**Exercise details:** Extend the blog post about moss below, picking up after its final sentence.

====== Quoted passage

Thursday, February 23, 2012

A Meditation On, Of All Things, Moss

On a rare day off this week, I took our dog for a walk down our block, a block of century-old houses on tiny lots with scraggly lawns. The sun was bright, the sky was clear and my neighbor Anita, nearing 60, was seeding her lawn.

As we chatted, I noticed moss had taken over parts of her pocket-sized front lawn. I told her how pretty it all looks. Anita, who is some kind of scientist for a pharmaceutical company, said our neighbor Ruth farther down the block, a landscape architect with grown children, told her to let the moss grow. Moss, she said, is good for the soil. I am now thinking it is good for the soul, too.


I am glad to have such thoughtful neighbors. Many consider moss a nuisance, a weed, something to be banished from their suburban lawns with products like Moss-Out, Moss-Kil, and Rid-Moss. How foolish we are; moss is the oldest plant on the planet, more than 480 million years old. Moss is so pretty.

============
====== Data extract

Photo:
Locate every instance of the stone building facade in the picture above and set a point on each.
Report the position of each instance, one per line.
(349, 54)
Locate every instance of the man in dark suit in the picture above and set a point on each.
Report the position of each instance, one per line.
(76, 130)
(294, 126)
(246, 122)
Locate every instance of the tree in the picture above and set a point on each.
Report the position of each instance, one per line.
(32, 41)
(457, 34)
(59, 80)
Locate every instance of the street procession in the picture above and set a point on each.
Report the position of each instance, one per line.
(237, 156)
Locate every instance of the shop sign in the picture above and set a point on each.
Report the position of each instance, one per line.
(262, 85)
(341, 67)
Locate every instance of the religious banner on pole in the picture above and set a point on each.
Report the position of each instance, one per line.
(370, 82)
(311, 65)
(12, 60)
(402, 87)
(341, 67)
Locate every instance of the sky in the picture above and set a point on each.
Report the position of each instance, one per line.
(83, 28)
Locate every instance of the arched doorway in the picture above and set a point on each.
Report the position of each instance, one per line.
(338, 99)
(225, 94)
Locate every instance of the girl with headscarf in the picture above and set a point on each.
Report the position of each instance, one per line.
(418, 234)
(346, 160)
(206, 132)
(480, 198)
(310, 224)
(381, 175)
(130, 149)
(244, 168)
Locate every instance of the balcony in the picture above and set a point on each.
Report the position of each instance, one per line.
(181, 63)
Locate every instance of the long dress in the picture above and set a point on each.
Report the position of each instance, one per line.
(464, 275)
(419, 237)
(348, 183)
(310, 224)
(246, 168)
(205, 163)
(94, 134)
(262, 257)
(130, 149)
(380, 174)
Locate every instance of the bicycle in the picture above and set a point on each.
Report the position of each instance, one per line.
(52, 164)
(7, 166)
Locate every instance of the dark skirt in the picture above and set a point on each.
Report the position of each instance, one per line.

============

**Solved problem:**
Without moss, the life in front of us would never have evolved.

Later, I kept mulling about moss, how it has been around before people and our sin, before men dreamed up the quests of Gilgamesh and Odysseus and way before Christ shattered the dimensions of time and space to save us from ourselves.  I thought about how the Presence who summoned humanity into being summoned fragile moss first.

1 comment:

  1. I am short on time, wish I could say more, but I do love this... Moss, beautiful. Truly seeing God in all things!